Reproduce word for word everything in the review of the book on sadness from "The four categories" down to "humour in comedies.".

■ **SOURCE PASSAGE**:
'''

The four categories of sadness structure the book. Grief afflicted the soul and mind whereas melancholy was a disorder of the body. Both were thought to wreak physical alterations, and so the capacity to control emotion was deemed integral to health. Yet this holistic view of body and mind, Sullivan argues, existed alongside a dualistic one. Using literature from the period, she shows how grief could become an act of defiance that required thought and reason. Involuntary, corporeal grief worked together with this more wilful, immaterial grief. Melancholy was linked to intellectual pursuits and often diagnosed in wealthy men, yet Sullivan finds that medical writers associated the disease with disorders of the gut rather than the imagination. She elaborates on this observation using scatological humour in comedies.

Godly sorrow and despair were spiritual rather than corporeal and could only be overcome through God’s grace. Here the author looks to devotional literature and spiritual autobiographies, including much welcomed writing by women. Protestant theologians characterised godly sorrow as a positive, even joyous, experience. The physical body, particularly the broken, softened heart, provided a language for articulating expressions of godly sorrow – a very different affective state than the more literal disordered bodies discussed in the first half of the book. Believers could mistake godly sorrow for despair, even though one indicated salvation and the other reprobation. Differentiating between the two required wilful interpretation, in this instance, through self-scrutiny and autobiography. Sullivan examines popular accounts of despair from the period, such as that of Francis Spira, as well as accounts of overcoming it. She shows, for example, how the autobiography of Robert Greene reinterpreted days of debauchery as a life of divine mercies.

This book is significant for complicating our understanding of sadness to encompass not only the corporeal and medical but also the religious, philosophical and immaterial. Histories of the emotions have examined how affect was understood and enacted in varying ways in the past. Sullivan builds on that work by exposing how individuals reworked and redefined existing norms and discourses to fit particular contexts. Perhaps most valuable is Sullivan’s ability to bridge history and literary studies. The book most closely resembles intellectual history. Its central concern is ideas about the nature of sadness rather than the circulation or application of those ideas or of experiences, practices and perceptions of sorrow. Yet the book’s richest discussions are literary rather than historical in the form of careful analyses of plays, poetry and autobiographies. Literary scholars may not fully appreciate what is so special here, as they have long studied topics under the purview of the history of medicine, namely, the body and the emotions. Moreover the book’s central theme – the ways that texts cultivated self-knowledge – has been central to literary scholarship on early modern England. But historians of medicine may find inspiration in the book’s combination of trenchant literary analysis and in-depth discussions of medical, philosophical and religious texts. Beyond Melancholy shows the value of literary texts and methods to the history of emotions and to the history of medicine more broadly.

'''

■ **SOURCE DATA**:
'''

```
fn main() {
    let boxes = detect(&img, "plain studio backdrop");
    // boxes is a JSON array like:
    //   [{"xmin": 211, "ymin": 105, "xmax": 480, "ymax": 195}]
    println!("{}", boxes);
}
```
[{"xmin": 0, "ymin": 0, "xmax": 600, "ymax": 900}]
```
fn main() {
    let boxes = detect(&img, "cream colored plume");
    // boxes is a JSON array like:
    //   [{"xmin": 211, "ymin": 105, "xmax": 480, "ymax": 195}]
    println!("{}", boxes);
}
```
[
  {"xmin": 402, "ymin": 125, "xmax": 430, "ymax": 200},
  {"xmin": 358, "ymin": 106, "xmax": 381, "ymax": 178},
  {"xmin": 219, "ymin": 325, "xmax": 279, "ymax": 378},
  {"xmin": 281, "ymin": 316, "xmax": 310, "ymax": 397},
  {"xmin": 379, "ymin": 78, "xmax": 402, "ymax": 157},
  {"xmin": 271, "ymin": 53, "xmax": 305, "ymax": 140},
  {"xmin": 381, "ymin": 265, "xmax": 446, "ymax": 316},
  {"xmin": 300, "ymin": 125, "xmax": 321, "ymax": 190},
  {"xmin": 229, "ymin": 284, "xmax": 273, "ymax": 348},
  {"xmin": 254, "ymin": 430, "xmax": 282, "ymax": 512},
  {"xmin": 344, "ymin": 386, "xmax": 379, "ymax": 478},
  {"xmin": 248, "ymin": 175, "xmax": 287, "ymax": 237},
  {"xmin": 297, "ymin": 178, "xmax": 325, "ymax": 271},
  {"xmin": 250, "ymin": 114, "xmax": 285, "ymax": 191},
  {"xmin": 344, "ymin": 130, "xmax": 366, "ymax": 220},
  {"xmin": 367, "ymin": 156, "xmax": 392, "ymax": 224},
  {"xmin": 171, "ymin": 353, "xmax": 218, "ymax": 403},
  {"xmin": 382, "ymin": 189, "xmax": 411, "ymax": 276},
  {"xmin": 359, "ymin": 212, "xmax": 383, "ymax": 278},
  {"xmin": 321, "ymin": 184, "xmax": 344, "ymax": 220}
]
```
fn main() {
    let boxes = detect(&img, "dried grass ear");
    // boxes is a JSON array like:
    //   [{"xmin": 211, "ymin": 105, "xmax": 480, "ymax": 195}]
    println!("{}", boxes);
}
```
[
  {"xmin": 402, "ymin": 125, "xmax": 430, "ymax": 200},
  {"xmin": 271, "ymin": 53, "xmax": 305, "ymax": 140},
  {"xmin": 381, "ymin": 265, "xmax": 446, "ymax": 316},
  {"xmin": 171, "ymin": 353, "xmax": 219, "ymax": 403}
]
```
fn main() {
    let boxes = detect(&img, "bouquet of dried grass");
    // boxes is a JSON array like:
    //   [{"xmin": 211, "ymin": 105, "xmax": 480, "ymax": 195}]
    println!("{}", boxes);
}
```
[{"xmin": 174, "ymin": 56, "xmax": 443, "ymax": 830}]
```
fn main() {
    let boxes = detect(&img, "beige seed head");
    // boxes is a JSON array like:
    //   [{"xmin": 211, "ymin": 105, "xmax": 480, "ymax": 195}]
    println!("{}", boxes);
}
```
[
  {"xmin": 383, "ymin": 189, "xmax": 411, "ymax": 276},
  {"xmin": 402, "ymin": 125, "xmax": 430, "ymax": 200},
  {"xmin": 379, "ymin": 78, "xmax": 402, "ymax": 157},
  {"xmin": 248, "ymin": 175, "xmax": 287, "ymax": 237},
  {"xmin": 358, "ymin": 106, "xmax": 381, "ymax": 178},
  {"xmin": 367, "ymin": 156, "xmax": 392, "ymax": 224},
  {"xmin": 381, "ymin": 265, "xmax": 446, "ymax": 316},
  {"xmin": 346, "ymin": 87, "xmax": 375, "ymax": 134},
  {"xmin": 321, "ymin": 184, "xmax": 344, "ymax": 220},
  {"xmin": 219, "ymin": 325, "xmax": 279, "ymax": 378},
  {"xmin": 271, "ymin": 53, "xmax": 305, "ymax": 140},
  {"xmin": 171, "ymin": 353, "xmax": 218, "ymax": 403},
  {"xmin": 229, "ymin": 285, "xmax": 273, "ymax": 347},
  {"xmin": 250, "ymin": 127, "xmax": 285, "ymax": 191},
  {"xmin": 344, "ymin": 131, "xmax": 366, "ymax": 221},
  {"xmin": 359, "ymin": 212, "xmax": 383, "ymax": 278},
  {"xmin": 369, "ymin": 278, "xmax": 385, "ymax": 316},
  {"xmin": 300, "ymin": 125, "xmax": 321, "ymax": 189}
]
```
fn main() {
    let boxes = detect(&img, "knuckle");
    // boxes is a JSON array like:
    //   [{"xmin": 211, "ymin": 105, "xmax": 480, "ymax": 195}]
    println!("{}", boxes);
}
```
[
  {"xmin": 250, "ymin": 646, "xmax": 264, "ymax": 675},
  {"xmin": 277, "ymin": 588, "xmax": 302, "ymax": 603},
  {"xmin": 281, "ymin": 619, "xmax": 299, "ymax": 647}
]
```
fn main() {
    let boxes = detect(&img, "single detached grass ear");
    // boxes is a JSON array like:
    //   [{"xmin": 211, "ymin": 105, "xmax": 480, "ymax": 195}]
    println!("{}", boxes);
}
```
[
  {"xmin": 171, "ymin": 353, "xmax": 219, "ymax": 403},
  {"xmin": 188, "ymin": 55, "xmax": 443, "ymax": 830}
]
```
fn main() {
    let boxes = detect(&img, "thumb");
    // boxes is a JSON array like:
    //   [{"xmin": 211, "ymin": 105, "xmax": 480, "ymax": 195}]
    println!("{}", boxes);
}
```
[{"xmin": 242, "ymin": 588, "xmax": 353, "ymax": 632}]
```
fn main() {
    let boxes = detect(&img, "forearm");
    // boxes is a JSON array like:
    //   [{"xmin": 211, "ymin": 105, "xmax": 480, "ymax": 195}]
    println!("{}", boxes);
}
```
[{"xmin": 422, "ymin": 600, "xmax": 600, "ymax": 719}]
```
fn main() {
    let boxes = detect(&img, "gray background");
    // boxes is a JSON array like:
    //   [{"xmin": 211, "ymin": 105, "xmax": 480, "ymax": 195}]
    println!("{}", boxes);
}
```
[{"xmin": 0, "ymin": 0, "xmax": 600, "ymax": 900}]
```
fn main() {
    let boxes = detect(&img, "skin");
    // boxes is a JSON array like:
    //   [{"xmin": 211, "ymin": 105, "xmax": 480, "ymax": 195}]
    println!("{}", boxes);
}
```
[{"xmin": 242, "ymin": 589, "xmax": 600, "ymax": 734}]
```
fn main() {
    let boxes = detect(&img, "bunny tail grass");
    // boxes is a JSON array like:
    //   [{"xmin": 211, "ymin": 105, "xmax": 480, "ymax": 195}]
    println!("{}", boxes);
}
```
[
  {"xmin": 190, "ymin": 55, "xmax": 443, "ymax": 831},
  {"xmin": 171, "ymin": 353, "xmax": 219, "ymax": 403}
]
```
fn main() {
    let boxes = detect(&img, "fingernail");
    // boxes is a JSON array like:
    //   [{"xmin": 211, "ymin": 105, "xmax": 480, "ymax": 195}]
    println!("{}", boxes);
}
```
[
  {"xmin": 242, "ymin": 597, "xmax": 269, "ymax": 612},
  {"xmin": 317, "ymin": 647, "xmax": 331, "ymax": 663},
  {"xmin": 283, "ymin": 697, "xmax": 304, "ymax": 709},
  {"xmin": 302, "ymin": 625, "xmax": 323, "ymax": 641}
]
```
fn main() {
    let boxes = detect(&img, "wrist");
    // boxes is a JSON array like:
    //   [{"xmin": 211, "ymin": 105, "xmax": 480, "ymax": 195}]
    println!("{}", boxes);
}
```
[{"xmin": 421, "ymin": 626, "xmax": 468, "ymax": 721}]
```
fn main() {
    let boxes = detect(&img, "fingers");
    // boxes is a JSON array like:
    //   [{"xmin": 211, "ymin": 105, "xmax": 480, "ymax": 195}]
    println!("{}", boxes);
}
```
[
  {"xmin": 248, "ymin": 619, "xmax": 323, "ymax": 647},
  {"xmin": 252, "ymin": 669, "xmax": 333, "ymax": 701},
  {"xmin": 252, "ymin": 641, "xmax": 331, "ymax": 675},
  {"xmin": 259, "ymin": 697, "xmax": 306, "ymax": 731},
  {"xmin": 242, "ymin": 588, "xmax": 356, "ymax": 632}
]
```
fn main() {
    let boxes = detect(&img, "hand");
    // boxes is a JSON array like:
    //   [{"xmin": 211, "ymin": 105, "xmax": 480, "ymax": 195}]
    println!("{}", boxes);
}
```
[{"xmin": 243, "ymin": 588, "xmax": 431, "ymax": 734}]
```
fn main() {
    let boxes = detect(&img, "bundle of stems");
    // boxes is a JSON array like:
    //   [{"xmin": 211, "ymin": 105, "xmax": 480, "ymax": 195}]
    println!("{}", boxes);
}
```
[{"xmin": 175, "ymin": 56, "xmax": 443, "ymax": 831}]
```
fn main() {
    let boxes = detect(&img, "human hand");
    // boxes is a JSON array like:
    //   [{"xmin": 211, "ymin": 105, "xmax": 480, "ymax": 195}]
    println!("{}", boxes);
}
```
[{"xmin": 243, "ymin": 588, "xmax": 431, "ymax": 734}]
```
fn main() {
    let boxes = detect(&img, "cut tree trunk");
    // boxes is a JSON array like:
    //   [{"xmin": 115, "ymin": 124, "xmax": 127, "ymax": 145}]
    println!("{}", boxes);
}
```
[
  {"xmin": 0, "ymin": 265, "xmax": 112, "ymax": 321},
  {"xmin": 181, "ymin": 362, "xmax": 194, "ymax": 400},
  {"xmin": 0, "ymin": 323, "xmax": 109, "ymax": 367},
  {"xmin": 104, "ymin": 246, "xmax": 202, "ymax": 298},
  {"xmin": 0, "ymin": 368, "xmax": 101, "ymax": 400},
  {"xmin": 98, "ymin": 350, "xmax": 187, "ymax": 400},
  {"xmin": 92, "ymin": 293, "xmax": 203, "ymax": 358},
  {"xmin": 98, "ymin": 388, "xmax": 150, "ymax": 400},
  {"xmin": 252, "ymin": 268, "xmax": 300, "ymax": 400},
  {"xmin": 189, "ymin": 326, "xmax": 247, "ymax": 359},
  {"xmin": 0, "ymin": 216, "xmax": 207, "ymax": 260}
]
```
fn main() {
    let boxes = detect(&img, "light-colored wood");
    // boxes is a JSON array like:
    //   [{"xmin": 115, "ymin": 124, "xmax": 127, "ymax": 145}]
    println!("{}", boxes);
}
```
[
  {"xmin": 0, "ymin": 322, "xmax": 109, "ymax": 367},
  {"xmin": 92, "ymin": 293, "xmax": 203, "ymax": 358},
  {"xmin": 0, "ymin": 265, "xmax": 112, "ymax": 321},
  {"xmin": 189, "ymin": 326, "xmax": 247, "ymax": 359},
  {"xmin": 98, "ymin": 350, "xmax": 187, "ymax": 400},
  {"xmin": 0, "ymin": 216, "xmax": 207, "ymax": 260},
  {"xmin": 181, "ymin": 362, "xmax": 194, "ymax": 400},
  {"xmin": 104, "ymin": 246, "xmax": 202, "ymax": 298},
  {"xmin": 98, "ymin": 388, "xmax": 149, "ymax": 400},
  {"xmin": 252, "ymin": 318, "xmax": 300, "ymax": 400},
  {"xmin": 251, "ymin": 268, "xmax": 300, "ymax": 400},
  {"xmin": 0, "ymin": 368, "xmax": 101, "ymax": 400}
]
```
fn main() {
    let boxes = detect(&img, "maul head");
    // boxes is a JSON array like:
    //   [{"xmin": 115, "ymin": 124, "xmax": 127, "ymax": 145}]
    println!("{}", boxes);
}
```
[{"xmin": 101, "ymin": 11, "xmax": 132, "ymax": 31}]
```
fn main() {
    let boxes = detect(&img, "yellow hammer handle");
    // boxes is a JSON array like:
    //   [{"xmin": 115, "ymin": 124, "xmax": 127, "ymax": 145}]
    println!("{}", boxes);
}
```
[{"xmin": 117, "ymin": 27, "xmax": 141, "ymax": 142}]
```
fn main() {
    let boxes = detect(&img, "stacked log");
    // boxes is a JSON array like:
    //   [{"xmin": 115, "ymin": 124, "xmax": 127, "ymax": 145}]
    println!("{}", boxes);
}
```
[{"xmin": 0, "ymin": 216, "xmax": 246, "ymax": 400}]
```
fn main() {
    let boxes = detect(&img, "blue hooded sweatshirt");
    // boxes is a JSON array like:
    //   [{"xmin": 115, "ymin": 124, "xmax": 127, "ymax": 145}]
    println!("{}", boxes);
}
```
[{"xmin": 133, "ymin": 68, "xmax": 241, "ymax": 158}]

'''

■ **SOLVED PROBLEM**:
The four categories of sadness structure the book. Grief afflicted the soul and mind whereas melancholy was a disorder of the body. Both were thought to wreak physical alterations, and so the capacity to control emotion was deemed integral to health. Yet this holistic view of body and mind, Sullivan argues, existed alongside a dualistic one. Using literature from the period, she shows how grief could become an act of defiance that required thought and reason. Involuntary, corporeal grief worked together with this more wilful, immaterial grief. Melancholy was linked to intellectual pursuits and often diagnosed in wealthy men, yet Sullivan finds that medical writers associated the disease with disorders of the gut rather than the imagination. She elaborates on this observation using scatological humour in comedies.